Don't copy the pictures; return every other part of the records exactly.

################

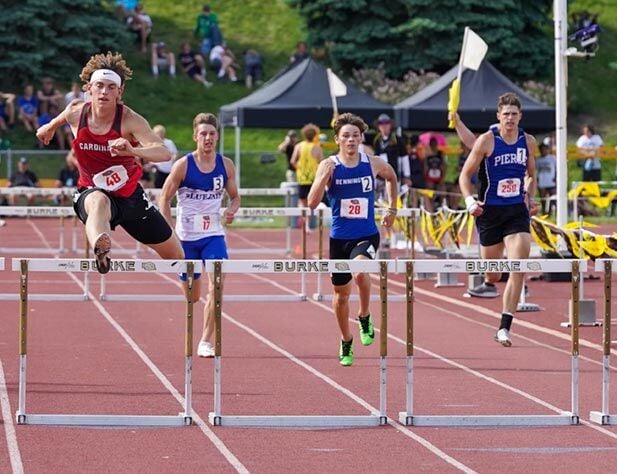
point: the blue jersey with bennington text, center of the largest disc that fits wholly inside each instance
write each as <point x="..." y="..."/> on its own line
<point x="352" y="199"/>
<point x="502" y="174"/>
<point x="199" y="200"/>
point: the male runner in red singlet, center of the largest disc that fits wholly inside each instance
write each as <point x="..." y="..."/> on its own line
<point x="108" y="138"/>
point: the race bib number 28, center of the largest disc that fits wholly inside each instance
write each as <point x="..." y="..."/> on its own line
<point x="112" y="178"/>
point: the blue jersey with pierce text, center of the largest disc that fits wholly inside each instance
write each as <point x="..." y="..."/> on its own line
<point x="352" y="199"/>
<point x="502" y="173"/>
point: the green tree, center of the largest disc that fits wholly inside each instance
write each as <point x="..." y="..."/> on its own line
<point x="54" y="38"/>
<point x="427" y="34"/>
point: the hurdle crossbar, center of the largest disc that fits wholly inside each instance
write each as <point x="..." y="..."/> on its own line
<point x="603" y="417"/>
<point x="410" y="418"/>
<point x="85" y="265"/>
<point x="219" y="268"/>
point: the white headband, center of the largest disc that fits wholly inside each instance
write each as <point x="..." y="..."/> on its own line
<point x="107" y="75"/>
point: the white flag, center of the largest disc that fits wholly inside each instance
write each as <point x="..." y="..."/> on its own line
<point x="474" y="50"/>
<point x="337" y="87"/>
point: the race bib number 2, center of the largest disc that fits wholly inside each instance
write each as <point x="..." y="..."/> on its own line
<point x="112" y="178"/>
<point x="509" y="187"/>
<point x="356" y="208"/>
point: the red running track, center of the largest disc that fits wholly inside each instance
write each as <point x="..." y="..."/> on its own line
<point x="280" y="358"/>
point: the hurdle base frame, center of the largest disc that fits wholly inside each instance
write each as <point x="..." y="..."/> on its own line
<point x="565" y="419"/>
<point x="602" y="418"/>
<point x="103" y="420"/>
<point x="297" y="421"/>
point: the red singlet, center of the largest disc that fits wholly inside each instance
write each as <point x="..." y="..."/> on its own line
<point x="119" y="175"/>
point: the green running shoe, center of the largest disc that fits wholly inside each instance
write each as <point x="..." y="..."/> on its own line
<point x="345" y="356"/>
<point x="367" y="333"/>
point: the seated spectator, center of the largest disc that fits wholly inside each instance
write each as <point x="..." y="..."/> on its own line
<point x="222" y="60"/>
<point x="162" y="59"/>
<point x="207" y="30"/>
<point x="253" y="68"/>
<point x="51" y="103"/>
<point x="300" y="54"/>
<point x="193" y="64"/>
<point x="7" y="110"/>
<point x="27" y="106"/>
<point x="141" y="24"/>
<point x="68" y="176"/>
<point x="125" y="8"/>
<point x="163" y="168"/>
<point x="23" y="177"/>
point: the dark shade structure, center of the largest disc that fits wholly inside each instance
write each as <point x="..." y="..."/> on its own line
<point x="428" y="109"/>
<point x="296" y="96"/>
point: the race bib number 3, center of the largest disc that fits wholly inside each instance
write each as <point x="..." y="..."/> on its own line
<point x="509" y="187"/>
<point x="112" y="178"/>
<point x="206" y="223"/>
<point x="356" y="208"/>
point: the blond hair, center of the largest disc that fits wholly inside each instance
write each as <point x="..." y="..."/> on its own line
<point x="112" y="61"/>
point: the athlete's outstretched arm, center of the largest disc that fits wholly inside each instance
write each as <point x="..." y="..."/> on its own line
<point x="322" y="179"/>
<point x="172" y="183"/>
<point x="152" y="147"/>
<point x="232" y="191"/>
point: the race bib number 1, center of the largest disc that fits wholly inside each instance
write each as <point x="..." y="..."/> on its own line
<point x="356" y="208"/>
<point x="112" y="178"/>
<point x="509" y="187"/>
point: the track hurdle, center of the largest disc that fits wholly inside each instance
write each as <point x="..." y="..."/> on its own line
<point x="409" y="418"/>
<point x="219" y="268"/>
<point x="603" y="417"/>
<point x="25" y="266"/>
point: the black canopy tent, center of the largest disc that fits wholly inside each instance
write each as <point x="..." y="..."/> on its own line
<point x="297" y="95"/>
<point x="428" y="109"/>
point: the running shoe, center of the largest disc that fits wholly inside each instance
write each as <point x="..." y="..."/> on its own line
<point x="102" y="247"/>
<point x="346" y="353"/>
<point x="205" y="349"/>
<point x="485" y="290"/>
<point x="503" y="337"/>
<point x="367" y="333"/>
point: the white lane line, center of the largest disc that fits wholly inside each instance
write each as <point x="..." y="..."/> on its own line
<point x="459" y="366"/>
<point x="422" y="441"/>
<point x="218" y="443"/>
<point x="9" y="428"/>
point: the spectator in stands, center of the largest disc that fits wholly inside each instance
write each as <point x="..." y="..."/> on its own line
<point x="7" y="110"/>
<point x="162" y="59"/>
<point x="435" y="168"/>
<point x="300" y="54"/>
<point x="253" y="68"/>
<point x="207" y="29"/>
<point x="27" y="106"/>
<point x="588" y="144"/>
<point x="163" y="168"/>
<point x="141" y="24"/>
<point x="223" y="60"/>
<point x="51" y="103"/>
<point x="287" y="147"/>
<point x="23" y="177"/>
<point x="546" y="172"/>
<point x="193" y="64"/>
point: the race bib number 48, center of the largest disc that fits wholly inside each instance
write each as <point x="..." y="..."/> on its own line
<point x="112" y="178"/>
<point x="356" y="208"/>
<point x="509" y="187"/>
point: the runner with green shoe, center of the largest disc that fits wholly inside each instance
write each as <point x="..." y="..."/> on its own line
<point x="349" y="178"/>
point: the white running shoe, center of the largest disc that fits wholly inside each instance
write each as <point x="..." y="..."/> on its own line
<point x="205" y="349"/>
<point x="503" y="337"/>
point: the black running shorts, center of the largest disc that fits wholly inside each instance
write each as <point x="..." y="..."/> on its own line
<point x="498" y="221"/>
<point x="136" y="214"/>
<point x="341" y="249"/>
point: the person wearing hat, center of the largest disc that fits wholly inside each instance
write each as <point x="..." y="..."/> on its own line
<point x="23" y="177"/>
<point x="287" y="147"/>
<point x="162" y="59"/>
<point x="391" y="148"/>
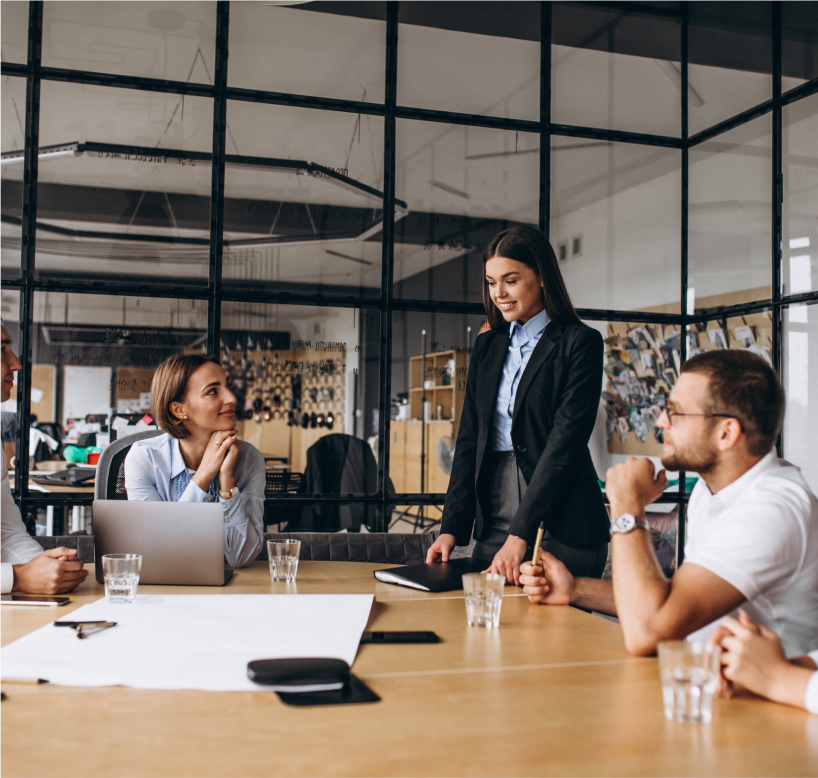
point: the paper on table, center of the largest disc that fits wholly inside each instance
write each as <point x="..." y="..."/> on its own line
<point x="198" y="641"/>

################

▶ _Answer in full_:
point: the blue jersey with bennington text, center of the largest disc that fits wholly inside each instance
write each as <point x="..." y="..."/> on its own line
<point x="352" y="199"/>
<point x="502" y="174"/>
<point x="199" y="200"/>
point: the male runner in red singlet, center of the largest disc that fits wholly inside each instance
write each as <point x="..." y="..."/> on its own line
<point x="108" y="138"/>
point: the race bib number 28, center of the largest disc that fits wholly inside each instance
write each as <point x="..." y="..."/> on its own line
<point x="112" y="178"/>
point: the blue jersey with pierce text, center of the largest disc that fits wholly inside each instance
write each as <point x="..." y="..."/> on its own line
<point x="352" y="199"/>
<point x="502" y="173"/>
point: the green tree, center of the largest disc that fits wholly inside each instance
write each as <point x="..." y="..."/> on its own line
<point x="54" y="38"/>
<point x="427" y="34"/>
point: the hurdle crossbar, center of the largest disc that fits wholly inside each instance
write each as <point x="..." y="..."/> on its own line
<point x="603" y="417"/>
<point x="410" y="418"/>
<point x="85" y="265"/>
<point x="219" y="268"/>
point: the white headband, center of the largest disc that fits wholly inside each instance
write each as <point x="..." y="..."/> on its own line
<point x="107" y="75"/>
point: the white flag, center of the largest disc that fits wholly inside each instance
write each as <point x="..." y="..."/> on its own line
<point x="474" y="50"/>
<point x="337" y="87"/>
point: the race bib number 2, center of the largest disc that fits wholly inside each instance
write each as <point x="..." y="..."/> on its own line
<point x="112" y="178"/>
<point x="509" y="187"/>
<point x="356" y="208"/>
point: the red running track, center of the largest disc that fits wholly inside each instance
write each as <point x="..." y="..."/> on its own line
<point x="280" y="358"/>
point: the hurdle base frame, center of the largest disc that fits wholly inside each instance
write each as <point x="..." y="..."/> on its own line
<point x="565" y="419"/>
<point x="602" y="418"/>
<point x="103" y="420"/>
<point x="297" y="421"/>
point: the red singlet, center of the largest disc that fits wholly inside each instance
write each as <point x="..." y="..."/> on its own line
<point x="119" y="175"/>
point: the green running shoe, center of the largest disc that fits wholly inside each instance
write each as <point x="..." y="..."/> on its own line
<point x="345" y="356"/>
<point x="367" y="333"/>
point: the seated spectator, center of the largest disc that fits wholly inside each instance
write each as <point x="..." y="..."/> on its own line
<point x="222" y="60"/>
<point x="162" y="59"/>
<point x="207" y="30"/>
<point x="253" y="68"/>
<point x="51" y="103"/>
<point x="300" y="54"/>
<point x="193" y="64"/>
<point x="7" y="110"/>
<point x="27" y="106"/>
<point x="141" y="24"/>
<point x="68" y="176"/>
<point x="125" y="8"/>
<point x="163" y="168"/>
<point x="23" y="177"/>
point: the dark shade structure, center of the largest disc that fits wholly inside each instance
write each as <point x="..." y="..."/> on its own line
<point x="428" y="109"/>
<point x="296" y="96"/>
point: the race bib number 3, center of the largest disc that fits wholly inside each instance
write each as <point x="..." y="..."/> on its own line
<point x="509" y="187"/>
<point x="112" y="178"/>
<point x="206" y="223"/>
<point x="356" y="208"/>
point: the blond hair, center of the largest disc that fits wholly inside each instance
write each as <point x="..." y="..."/> on its own line
<point x="112" y="61"/>
point: the athlete's outstretched arm, center of the largest disc that fits wholly inside each instance
write each as <point x="..." y="..."/> on its own line
<point x="322" y="179"/>
<point x="172" y="183"/>
<point x="152" y="147"/>
<point x="232" y="191"/>
point: the race bib number 1, center of the largest disc that fits wholly inside each instance
write each as <point x="..." y="..."/> on its own line
<point x="356" y="208"/>
<point x="112" y="178"/>
<point x="509" y="187"/>
point: the track hurdle, center of the largest disc that fits wholly inside each instance
write each as <point x="..." y="..."/> on its own line
<point x="409" y="418"/>
<point x="219" y="268"/>
<point x="603" y="417"/>
<point x="25" y="266"/>
point: the black canopy tent, center of the largest disc that fits wholly inside each instance
write each as <point x="..." y="..."/> on its own line
<point x="297" y="95"/>
<point x="428" y="109"/>
point: the running shoe, center of the largest disc that fits wholly inside each instance
write each as <point x="..." y="..."/> on its own line
<point x="102" y="247"/>
<point x="346" y="353"/>
<point x="205" y="349"/>
<point x="485" y="290"/>
<point x="503" y="337"/>
<point x="367" y="333"/>
point: the white lane line, center of the largest disc that fits wholly inside each instance
write each as <point x="..." y="..."/> on its own line
<point x="459" y="366"/>
<point x="422" y="441"/>
<point x="218" y="443"/>
<point x="9" y="428"/>
point: the spectator in stands, center of the largest disc that fits wholly inside each instance
write each as <point x="..." y="..."/> on its own line
<point x="7" y="110"/>
<point x="162" y="59"/>
<point x="435" y="168"/>
<point x="300" y="54"/>
<point x="253" y="68"/>
<point x="207" y="29"/>
<point x="27" y="106"/>
<point x="588" y="144"/>
<point x="163" y="168"/>
<point x="141" y="24"/>
<point x="223" y="60"/>
<point x="51" y="103"/>
<point x="287" y="147"/>
<point x="23" y="177"/>
<point x="546" y="172"/>
<point x="193" y="64"/>
point: the race bib number 48, center of the largest disc that fits wholly inside each instance
write each as <point x="..." y="..."/> on its own line
<point x="112" y="178"/>
<point x="356" y="208"/>
<point x="509" y="187"/>
point: the runner with green shoe, center of the largest disc that fits wholly inside each instance
write each as <point x="..." y="..."/> on its own line
<point x="349" y="178"/>
point: the white running shoe, center of the largest disc that fits wholly inside each instance
write each as <point x="..." y="..."/> on its own line
<point x="205" y="349"/>
<point x="503" y="337"/>
point: the black running shorts, center of the largest disc that fits wholly inside each instance
write each as <point x="..." y="..."/> on its own line
<point x="498" y="221"/>
<point x="136" y="214"/>
<point x="341" y="249"/>
point: the person wearing hat, center of the largest disc that fits wholly inside each instance
write each as <point x="..." y="..."/> on its own line
<point x="23" y="177"/>
<point x="287" y="147"/>
<point x="162" y="59"/>
<point x="391" y="148"/>
point: the paper on table, center of the largest disc that fits wholly inside each instance
write each as <point x="..." y="..."/> on its own line
<point x="198" y="641"/>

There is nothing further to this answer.